▶ [Exercise instructions]: Return the data that follows, keeping every word and mark unchanged.

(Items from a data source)
******************************
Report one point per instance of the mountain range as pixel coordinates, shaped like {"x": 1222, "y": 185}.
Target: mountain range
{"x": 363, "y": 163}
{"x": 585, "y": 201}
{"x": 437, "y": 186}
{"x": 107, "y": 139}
******************************
▶ [Reply]:
Report one point per instance of the mountain range as pixel coordinates, shaped like {"x": 1222, "y": 185}.
Target: mountain range
{"x": 363, "y": 163}
{"x": 585, "y": 201}
{"x": 437, "y": 186}
{"x": 107, "y": 139}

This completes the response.